Watching Gov. Sarah Palin explode onto the national scene over the last week got me thinking back to a cold evening earlier this year, just before the New Hampshire primary. I was half-listening to Sen. Hillary Rodham Clinton speak at an auditorium when a strange noise interrupted the event: two young men shouting, in muffled voices, "Iron my shirt!"

At first, Clinton seemed as taken aback as the rest of the audience, unsure of what was going on. Then she saw the yellow "Iron My Shirt!" sign one of the young men held, figured out what was being shouted and brushed the interruption aside. "Ah, the remnants of sexism, alive and well," she said, then continued with her remarks. When security officers removed the young men from the audience, I joined several other reporters in following them outside to find out who the hecklers were and what had motivated them to make such a spectacle.
★ ★ ★ ★ ★ ★ ★
== Direction 1 ==
In the column about the Clinton hecklers, copy out the text from "Watching Gov. Sarah" up to and including "such a spectacle.".
== Direction 2 ==
Carry the column about the Clinton hecklers in New Hampshire forward from its last sentence.

== Data shown ==
★ ★ ★ ★ ★ ★ ★
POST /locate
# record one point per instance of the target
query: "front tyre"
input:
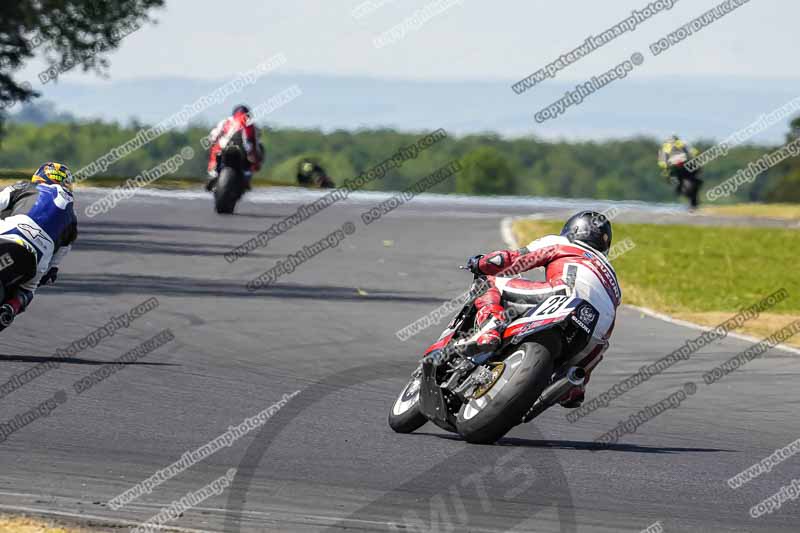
★ ★ ★ ★ ★ ★ ★
== Written reply 1 ==
Watching Gov. Sarah Palin explode onto the national scene over the last week got me thinking back to a cold evening earlier this year, just before the New Hampshire primary. I was half-listening to Sen. Hillary Rodham Clinton speak at an auditorium when a strange noise interrupted the event: two young men shouting, in muffled voices, "Iron my shirt!"

At first, Clinton seemed as taken aback as the rest of the audience, unsure of what was going on. Then she saw the yellow "Iron My Shirt!" sign one of the young men held, figured out what was being shouted and brushed the interruption aside. "Ah, the remnants of sexism, alive and well," she said, then continued with her remarks. When security officers removed the young men from the audience, I joined several other reporters in following them outside to find out who the hecklers were and what had motivated them to make such a spectacle.

== Written reply 2 ==
Little did we know that the bizarre incident was a precursor of what was to come -- of the debate over sexism, feminism and the role of women in public life that would emerge as one of the defining aspects of the 2008 campaign. My fellow reporters and I never really did resolve the mystery of the "iron my shirt" episode; the two young men refused to give us their names and offered strangely vague reasons for being there. But we were put on notice that night: Gender politics was going to be a part of this race in ways that no one could foresee.

Did nobody tell Kornblut 9 months ago that it was a stunt done for a local radio show?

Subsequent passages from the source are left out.